GOAL OF THE EXERCISE: Copy out the forum post about RabbitMQ failing to start on CentOS in full, keeping every character, line break, and typo unchanged.

Centos – Rabbit Mq fails to start

centosrabbitmq

Just installed RabitMq on a brand new CentOs6.6 server ( rabbitMq 3.4.1, erlang says 17 ), and it fails to start.

Starting rabbitmq-server: FAILED - check /var/log/rabbitmq/startup_{log, _err}
rabbitmq-server.

startup log

Stack trace:
[{inet_gethost_native,ensure_started,0,
                     [{file,"inet_gethost_native.erl"},{line,548}]},
{inet_gethost_native,getit,2,
                     [{file,"inet_gethost_native.erl"},{line,487}]},
{inet,gethostbyname_tm_native,4,[{file,"inet.erl"},{line,1094}]},
{inet,gethostbyname,3,[{file,"inet.erl"},{line,459}]},
{erl_epmd,port_please1,3,[{file,"erl_epmd.erl"},{line,81}]},
{rabbit_networking,record_distribution_listener,0,[]},
{rabbit_networking,boot,0,[]},
{rabbit,'-run_step/3-lc$^1/1-1-',2,[]}]

BOOT FAILED
===========

Error description:
{could_not_start,rabbit,
   {bad_return,
       {{rabbit,start,[normal,[]]},
        {'EXIT',
            {rabbit,failure_during_boot,
                {boot_step,networking,
                    {could_not_start_server,inet_gethost_native}}}}}}}

Let me know if you need any other info. Any help would be appreciated, I think this sever is cursed. Last time i get a new server around Halloween.

MATERIAL SHOWN:

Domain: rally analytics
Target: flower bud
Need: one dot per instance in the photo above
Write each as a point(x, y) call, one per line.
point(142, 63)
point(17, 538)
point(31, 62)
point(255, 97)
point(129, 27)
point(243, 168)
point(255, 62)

ANSWER FOR THE TASK:
Centos – Rabbit Mq fails to start

centosrabbitmq

Just installed RabitMq on a brand new CentOs6.6 server ( rabbitMq 3.4.1, erlang says 17 ), and it fails to start.

Starting rabbitmq-server: FAILED - check /var/log/rabbitmq/startup_{log, _err}
rabbitmq-server.

startup log

Stack trace:
[{inet_gethost_native,ensure_started,0,
                     [{file,"inet_gethost_native.erl"},{line,548}]},
{inet_gethost_native,getit,2,
                     [{file,"inet_gethost_native.erl"},{line,487}]},
{inet,gethostbyname_tm_native,4,[{file,"inet.erl"},{line,1094}]},
{inet,gethostbyname,3,[{file,"inet.erl"},{line,459}]},
{erl_epmd,port_please1,3,[{file,"erl_epmd.erl"},{line,81}]},
{rabbit_networking,record_distribution_listener,0,[]},
{rabbit_networking,boot,0,[]},
{rabbit,'-run_step/3-lc$^1/1-1-',2,[]}]

BOOT FAILED
===========

Error description:
{could_not_start,rabbit,
   {bad_return,
       {{rabbit,start,[normal,[]]},
        {'EXIT',
            {rabbit,failure_during_boot,
                {boot_step,networking,
                    {could_not_start_server,inet_gethost_native}}}}}}}

Let me know if you need any other info. Any help would be appreciated, I think this sever is cursed. Last time i get a new server around Halloween.